▶ The problem
Pick every line from the data below that contains the string "yellowish" and copy it.

Image-backed grounding data:
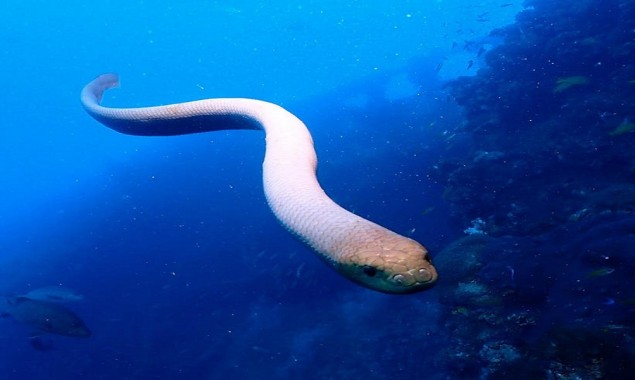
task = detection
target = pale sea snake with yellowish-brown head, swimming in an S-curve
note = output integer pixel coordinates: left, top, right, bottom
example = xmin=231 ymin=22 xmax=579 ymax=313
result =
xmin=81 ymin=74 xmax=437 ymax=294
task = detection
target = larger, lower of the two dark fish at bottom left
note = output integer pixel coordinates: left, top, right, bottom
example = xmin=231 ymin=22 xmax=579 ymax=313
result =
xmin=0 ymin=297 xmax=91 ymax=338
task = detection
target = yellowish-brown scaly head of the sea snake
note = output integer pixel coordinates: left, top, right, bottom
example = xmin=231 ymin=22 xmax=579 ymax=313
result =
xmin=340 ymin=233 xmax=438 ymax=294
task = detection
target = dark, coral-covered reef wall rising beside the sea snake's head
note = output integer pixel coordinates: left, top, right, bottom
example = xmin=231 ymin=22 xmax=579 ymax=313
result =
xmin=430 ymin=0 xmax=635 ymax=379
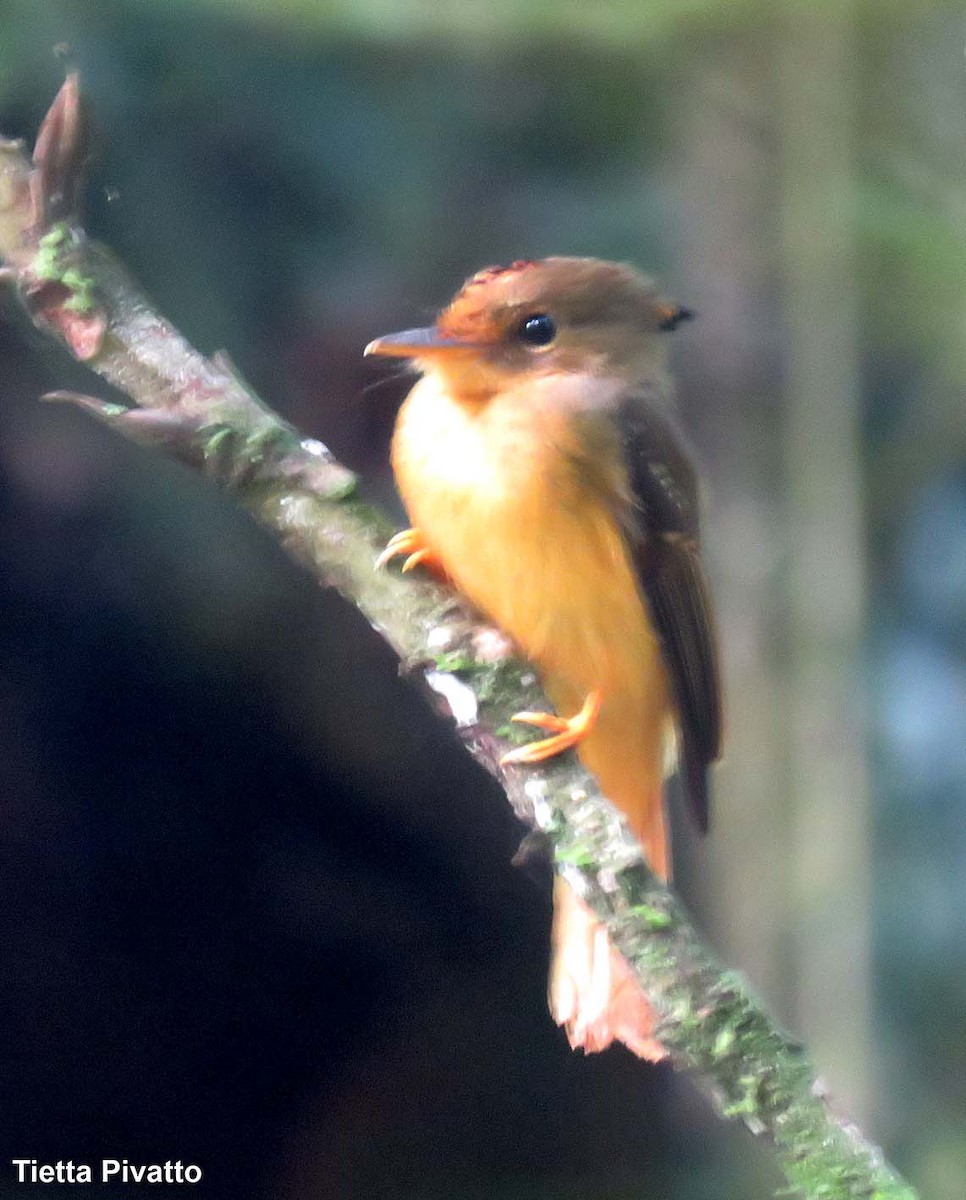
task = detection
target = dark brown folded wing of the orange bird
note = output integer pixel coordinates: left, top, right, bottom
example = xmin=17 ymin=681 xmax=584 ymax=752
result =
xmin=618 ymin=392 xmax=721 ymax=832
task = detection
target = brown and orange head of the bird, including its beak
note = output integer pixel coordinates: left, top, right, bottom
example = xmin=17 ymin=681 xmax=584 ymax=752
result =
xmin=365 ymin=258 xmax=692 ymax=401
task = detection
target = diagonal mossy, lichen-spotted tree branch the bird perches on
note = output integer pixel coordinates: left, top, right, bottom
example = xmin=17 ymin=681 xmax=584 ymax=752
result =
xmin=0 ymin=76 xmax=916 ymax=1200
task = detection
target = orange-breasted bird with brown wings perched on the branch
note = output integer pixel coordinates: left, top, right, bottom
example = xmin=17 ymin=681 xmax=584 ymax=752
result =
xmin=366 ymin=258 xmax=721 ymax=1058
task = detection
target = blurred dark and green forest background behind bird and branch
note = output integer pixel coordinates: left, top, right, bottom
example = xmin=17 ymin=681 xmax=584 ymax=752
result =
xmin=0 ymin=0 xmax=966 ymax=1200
...
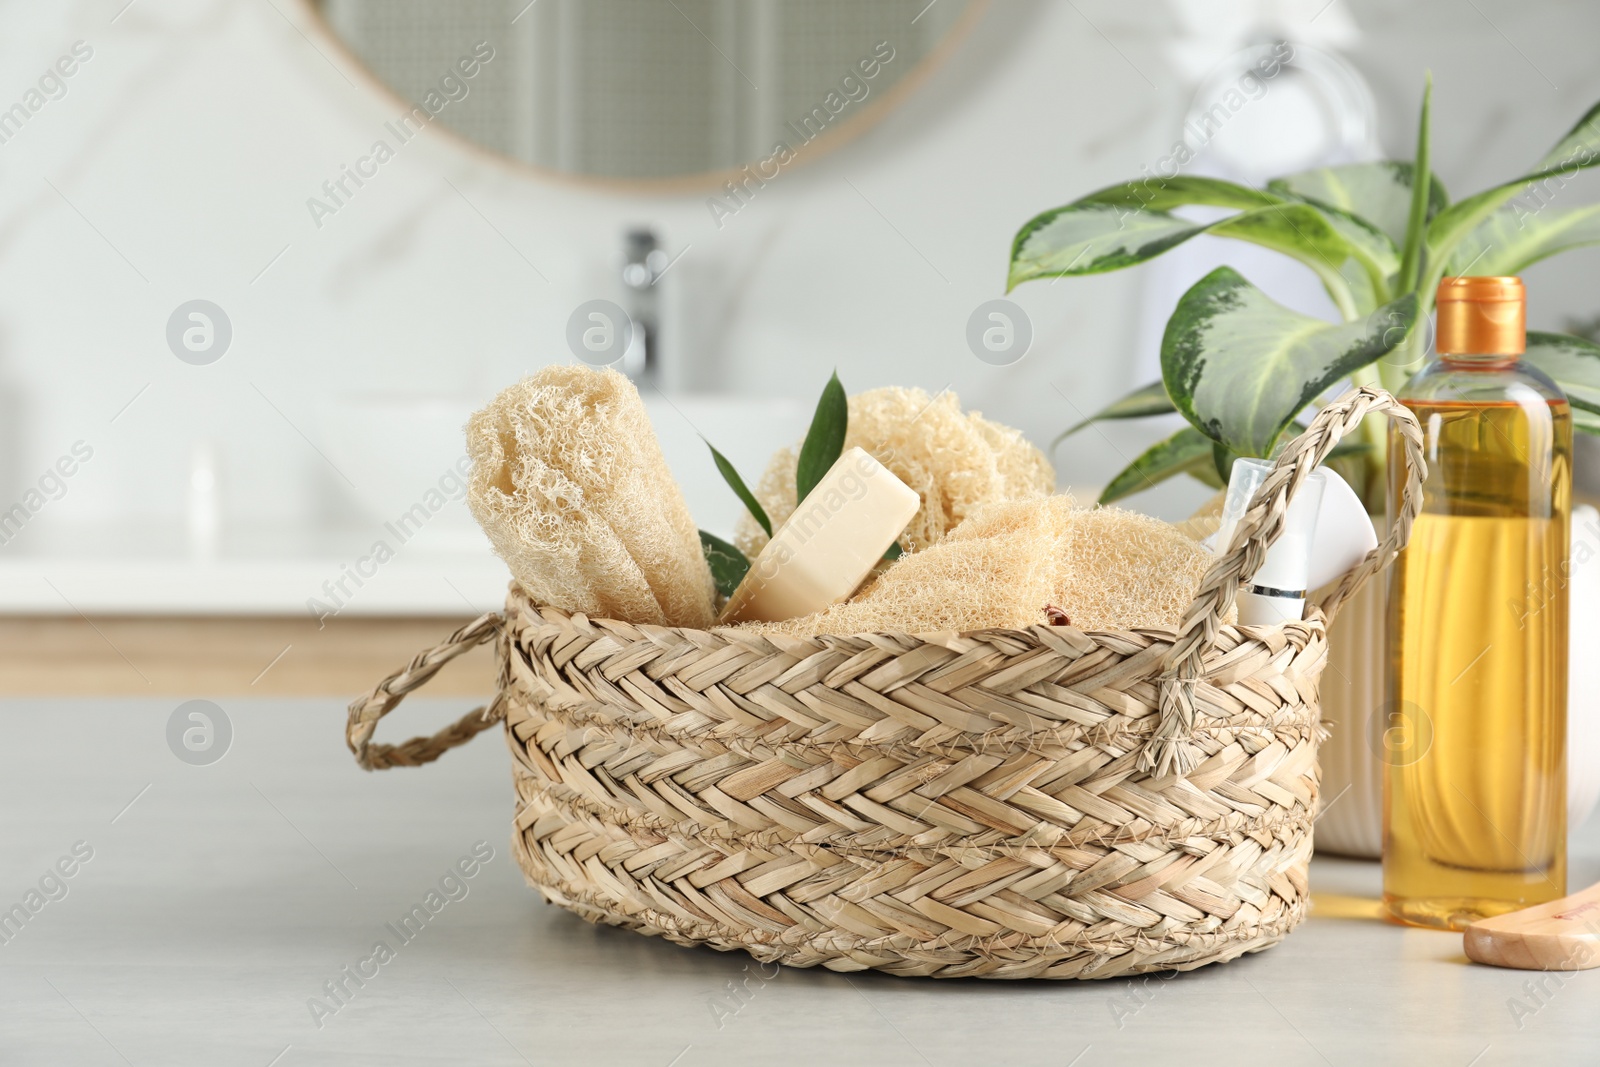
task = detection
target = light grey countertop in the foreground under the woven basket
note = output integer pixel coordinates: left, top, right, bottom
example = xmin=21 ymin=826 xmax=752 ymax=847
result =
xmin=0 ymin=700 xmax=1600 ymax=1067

▶ Response
target = pale sea snake with yellowish-brown head, swimming in an S-curve
target = yellowish-brown scaly head of the sea snake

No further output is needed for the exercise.